The input:
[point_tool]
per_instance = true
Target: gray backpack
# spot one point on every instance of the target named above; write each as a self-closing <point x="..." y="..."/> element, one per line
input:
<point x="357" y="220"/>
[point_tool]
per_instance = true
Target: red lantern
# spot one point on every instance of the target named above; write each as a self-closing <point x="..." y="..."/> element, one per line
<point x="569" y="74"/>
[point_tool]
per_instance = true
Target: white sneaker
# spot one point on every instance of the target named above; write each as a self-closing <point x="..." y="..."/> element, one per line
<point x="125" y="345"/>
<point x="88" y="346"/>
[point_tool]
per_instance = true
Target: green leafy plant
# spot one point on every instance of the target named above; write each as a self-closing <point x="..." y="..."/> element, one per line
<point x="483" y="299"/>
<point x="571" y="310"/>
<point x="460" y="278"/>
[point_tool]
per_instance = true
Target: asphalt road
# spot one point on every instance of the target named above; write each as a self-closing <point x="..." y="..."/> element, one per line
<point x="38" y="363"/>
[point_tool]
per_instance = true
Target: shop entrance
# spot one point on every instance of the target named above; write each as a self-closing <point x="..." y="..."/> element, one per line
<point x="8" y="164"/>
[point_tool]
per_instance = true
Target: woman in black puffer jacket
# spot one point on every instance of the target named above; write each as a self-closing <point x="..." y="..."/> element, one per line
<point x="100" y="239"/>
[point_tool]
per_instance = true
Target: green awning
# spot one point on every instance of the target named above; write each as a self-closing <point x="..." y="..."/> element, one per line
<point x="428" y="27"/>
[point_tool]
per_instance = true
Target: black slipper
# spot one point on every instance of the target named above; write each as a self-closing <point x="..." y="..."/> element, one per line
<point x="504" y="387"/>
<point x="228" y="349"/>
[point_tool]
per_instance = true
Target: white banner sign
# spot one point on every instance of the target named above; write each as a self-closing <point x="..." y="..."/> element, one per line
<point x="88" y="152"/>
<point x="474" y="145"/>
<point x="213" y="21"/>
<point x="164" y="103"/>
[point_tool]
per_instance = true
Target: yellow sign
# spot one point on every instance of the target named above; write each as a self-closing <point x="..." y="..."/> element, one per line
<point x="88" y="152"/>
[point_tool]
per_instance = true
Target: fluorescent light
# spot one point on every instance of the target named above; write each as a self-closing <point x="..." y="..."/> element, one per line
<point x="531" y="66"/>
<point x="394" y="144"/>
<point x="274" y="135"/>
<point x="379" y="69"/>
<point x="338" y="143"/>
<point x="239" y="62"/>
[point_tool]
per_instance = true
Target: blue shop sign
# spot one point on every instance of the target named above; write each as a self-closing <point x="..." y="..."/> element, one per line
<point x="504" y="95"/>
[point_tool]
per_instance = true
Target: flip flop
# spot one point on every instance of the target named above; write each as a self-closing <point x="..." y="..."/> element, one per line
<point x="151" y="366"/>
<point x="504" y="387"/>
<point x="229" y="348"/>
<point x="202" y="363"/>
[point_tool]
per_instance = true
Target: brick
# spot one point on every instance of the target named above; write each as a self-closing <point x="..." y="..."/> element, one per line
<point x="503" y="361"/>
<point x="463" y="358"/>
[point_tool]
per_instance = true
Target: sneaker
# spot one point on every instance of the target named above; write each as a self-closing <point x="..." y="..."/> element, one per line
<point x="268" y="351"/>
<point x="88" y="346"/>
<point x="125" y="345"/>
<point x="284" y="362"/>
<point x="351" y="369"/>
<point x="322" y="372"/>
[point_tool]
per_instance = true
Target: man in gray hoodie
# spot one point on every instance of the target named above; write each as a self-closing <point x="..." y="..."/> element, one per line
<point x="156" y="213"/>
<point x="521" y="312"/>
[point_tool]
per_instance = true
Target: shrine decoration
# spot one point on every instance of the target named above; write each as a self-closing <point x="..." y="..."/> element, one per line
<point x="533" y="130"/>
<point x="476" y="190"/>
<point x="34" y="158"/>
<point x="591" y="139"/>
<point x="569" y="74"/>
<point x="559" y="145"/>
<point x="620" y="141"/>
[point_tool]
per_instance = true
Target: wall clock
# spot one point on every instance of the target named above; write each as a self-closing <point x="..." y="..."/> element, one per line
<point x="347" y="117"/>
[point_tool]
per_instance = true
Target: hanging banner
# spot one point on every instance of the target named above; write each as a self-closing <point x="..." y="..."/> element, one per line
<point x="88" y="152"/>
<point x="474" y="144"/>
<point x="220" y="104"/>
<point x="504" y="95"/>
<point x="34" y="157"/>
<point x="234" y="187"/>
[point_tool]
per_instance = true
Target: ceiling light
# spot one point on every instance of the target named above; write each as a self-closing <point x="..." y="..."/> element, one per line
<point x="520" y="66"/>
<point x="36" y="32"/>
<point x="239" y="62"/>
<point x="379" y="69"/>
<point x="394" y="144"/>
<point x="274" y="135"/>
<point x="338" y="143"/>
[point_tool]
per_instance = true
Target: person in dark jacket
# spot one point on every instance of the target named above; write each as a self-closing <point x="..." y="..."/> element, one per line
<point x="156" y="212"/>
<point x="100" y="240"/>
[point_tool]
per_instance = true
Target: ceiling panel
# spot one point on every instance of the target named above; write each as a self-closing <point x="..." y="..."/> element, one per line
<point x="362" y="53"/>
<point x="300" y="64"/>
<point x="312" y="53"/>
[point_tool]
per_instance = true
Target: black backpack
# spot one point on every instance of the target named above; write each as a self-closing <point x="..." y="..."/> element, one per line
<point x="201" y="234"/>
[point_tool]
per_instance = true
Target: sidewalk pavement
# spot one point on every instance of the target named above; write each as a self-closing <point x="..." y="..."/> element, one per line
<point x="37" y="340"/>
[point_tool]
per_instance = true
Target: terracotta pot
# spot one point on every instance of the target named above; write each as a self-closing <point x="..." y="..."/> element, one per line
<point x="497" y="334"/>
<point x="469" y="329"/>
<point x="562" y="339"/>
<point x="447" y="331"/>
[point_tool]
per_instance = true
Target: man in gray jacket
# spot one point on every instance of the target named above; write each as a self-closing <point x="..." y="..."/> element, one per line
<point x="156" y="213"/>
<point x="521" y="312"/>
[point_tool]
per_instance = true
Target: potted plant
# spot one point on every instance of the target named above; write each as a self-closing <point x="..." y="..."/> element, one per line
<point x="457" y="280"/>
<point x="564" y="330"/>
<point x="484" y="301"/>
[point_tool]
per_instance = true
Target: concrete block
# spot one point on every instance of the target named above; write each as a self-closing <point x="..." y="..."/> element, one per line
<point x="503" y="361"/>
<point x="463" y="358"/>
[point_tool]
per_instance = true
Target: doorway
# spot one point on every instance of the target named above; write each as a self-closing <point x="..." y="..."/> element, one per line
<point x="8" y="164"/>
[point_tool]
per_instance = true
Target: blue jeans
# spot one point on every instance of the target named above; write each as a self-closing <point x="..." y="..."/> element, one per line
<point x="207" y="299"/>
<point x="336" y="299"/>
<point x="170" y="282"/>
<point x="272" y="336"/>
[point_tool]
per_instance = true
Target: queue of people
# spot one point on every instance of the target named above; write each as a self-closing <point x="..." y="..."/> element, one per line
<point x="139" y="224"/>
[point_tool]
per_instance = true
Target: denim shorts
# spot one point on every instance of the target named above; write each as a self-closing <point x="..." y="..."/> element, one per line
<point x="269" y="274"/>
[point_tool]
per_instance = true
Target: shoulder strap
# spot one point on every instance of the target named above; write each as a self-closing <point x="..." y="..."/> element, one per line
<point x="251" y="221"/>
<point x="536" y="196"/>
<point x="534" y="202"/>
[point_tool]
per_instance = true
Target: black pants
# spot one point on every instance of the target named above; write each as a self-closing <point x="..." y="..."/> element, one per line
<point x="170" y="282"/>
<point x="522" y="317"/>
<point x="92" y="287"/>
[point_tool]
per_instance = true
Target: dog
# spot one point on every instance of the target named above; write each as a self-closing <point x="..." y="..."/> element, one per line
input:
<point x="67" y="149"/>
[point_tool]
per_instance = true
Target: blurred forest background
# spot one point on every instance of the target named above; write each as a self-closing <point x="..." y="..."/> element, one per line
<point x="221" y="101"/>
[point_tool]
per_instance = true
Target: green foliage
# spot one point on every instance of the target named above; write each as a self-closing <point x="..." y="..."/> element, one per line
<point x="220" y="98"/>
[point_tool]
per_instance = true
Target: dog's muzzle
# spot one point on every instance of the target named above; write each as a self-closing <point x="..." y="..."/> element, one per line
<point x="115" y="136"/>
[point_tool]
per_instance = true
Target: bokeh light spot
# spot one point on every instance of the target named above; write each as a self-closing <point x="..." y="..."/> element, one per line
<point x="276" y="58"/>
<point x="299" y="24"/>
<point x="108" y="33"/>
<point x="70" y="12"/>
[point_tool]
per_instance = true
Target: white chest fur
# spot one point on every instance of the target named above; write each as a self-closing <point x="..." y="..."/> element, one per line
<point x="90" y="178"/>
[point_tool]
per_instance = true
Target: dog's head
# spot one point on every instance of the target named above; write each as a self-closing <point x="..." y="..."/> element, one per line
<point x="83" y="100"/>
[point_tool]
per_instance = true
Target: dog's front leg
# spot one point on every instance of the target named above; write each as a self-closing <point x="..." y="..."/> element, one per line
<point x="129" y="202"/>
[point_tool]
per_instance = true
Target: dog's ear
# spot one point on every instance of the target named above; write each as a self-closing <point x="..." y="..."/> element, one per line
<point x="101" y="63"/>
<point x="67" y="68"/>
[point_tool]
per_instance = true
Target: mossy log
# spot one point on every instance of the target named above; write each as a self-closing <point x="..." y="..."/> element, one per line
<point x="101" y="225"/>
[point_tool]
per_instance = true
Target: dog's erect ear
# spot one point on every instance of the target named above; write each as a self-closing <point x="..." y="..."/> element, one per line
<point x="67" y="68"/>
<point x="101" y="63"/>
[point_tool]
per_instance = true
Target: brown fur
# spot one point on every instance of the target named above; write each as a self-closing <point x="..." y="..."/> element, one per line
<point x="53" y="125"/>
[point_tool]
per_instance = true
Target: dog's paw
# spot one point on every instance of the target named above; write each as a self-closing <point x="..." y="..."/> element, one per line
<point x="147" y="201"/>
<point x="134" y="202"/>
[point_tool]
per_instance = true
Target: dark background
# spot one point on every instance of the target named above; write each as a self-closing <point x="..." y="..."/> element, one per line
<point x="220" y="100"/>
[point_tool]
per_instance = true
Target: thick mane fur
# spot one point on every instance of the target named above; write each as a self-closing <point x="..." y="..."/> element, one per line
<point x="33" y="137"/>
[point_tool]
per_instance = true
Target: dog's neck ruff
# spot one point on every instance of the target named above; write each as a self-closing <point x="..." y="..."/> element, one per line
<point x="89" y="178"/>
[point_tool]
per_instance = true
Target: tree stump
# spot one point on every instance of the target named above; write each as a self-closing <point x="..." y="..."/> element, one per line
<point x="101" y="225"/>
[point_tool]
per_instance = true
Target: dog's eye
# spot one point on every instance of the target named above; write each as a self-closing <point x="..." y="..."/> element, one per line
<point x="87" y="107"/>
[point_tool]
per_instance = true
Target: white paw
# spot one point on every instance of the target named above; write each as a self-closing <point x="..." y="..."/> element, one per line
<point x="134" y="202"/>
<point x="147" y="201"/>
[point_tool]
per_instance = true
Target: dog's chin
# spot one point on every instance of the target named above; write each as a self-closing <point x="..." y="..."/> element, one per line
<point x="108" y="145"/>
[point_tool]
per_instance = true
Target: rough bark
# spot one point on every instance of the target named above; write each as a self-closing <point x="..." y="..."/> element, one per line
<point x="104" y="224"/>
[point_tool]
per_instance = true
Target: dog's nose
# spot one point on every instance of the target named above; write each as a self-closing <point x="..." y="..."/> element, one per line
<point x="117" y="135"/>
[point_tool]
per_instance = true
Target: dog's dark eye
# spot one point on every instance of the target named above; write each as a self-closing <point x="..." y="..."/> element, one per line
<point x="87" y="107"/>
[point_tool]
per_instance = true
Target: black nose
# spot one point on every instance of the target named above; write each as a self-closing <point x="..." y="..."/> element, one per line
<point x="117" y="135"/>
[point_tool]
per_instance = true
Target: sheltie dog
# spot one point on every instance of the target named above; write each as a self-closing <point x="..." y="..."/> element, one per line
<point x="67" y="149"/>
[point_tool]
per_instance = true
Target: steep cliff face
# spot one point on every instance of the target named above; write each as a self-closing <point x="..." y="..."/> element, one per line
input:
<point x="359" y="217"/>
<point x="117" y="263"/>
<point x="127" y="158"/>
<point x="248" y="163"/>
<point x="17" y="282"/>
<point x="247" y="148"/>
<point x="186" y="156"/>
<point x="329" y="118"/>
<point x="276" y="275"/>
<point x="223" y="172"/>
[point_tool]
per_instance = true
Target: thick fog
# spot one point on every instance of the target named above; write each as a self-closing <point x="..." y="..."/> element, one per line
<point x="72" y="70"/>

Brief: Output the material above exactly, but only from the line that carries "Target: shoulder strap" through the line that carries "Target: blurred forest background".

Answer for the task:
Target: shoulder strap
# spot one point on every instance of the target named above; write each as a self-closing <point x="..." y="..."/> element, one per line
<point x="251" y="221"/>
<point x="536" y="196"/>
<point x="534" y="202"/>
[point_tool]
per_instance = true
Target: black pants
# spot one point on every instance of the target named above; write each as a self-closing <point x="..." y="..."/> element, one per line
<point x="170" y="282"/>
<point x="522" y="317"/>
<point x="92" y="287"/>
[point_tool]
per_instance = true
Target: dog
# spot one point on every instance of the target named above; write each as a self-closing <point x="..." y="..."/> element, one per line
input:
<point x="67" y="149"/>
[point_tool]
per_instance = true
Target: blurred forest background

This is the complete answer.